= CONSIGNE =
Repérez toutes les lignes qui contiennent le mot "Query", puis recopiez-les.

= DONNÉES FOURNIES =
- - - - -

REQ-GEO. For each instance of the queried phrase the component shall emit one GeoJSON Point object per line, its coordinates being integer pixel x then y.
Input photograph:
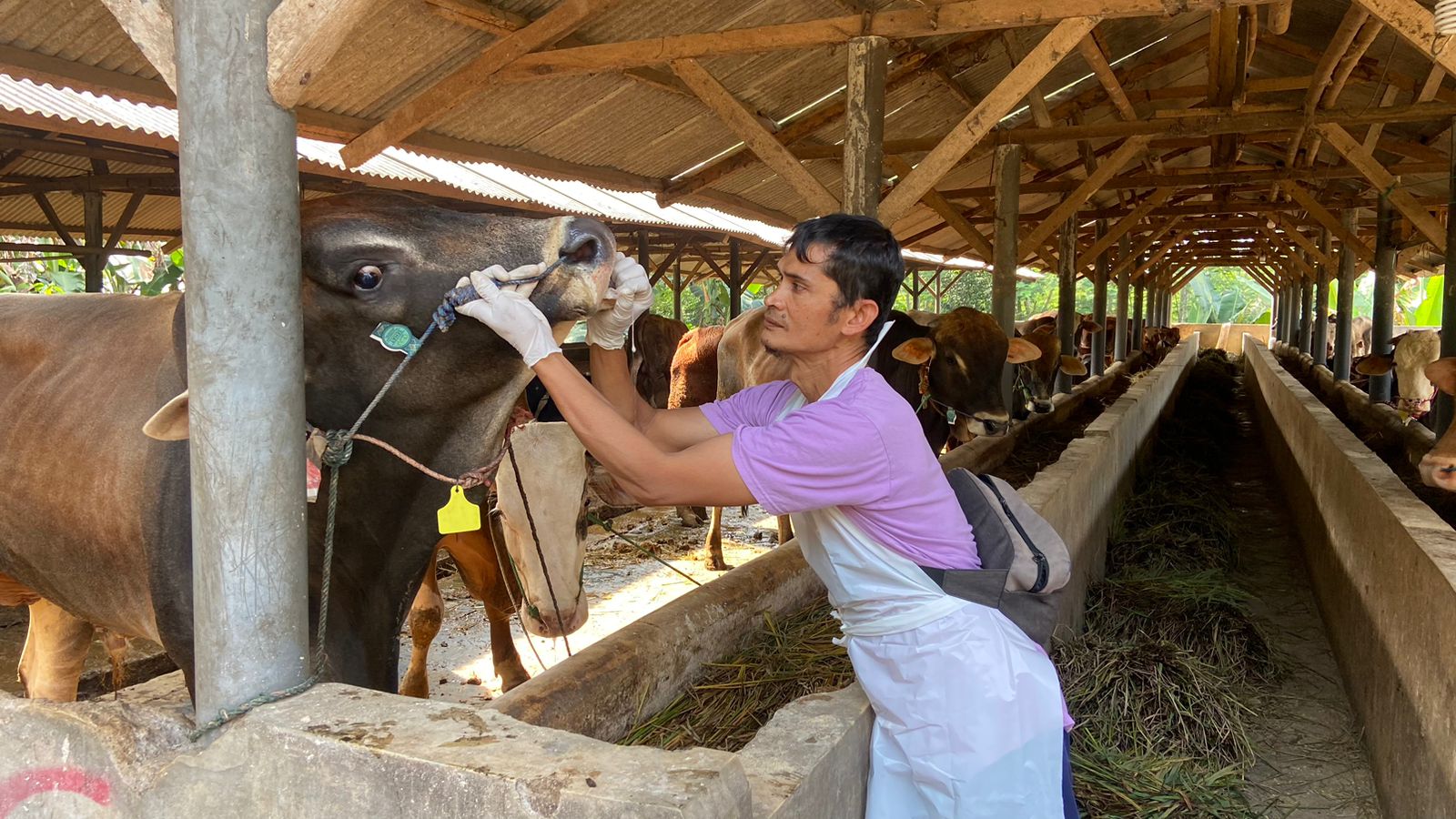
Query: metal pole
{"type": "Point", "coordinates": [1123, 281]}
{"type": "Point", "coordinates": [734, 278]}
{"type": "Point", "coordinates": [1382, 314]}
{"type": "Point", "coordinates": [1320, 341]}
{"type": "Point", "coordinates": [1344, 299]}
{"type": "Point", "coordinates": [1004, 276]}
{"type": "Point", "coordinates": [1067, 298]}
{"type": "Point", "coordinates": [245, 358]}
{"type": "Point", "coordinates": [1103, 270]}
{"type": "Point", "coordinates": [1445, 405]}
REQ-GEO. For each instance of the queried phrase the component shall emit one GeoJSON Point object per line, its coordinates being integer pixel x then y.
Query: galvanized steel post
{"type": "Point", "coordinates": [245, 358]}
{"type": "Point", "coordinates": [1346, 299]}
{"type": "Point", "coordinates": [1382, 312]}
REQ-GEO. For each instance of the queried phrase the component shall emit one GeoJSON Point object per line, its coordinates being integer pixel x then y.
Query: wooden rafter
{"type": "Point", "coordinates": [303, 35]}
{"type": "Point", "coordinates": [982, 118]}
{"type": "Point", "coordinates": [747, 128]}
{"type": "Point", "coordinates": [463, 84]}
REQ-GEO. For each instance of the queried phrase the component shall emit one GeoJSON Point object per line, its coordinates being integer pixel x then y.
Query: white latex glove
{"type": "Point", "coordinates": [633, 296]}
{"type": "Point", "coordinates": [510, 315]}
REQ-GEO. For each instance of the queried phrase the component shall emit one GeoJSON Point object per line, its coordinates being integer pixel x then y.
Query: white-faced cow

- - - - -

= CORRIGÉ =
Query: metal pole
Query: galvanized steel post
Query: wooden rafter
Query: white latex glove
Query: white-faced cow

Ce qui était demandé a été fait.